** begin DATA SUPPLIED **

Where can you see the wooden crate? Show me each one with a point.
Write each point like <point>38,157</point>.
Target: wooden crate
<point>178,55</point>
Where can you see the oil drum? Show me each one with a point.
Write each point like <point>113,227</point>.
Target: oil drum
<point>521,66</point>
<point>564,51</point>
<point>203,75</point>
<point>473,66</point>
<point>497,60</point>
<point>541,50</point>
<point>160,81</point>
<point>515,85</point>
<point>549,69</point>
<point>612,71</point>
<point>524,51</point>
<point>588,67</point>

** end DATA SUPPLIED **

AIM
Reproduce the entire listing above verbatim, preserving every line in its original order.

REPLY
Where can you see the wooden crate? Show me each one with a point.
Write each point like <point>38,157</point>.
Target: wooden crate
<point>178,55</point>
Where can you see the oil drum? Show me each one with a point.
Write each point like <point>113,227</point>.
Target: oil drum
<point>521,66</point>
<point>564,51</point>
<point>203,75</point>
<point>473,66</point>
<point>497,60</point>
<point>541,50</point>
<point>160,81</point>
<point>515,85</point>
<point>549,69</point>
<point>612,71</point>
<point>524,51</point>
<point>588,67</point>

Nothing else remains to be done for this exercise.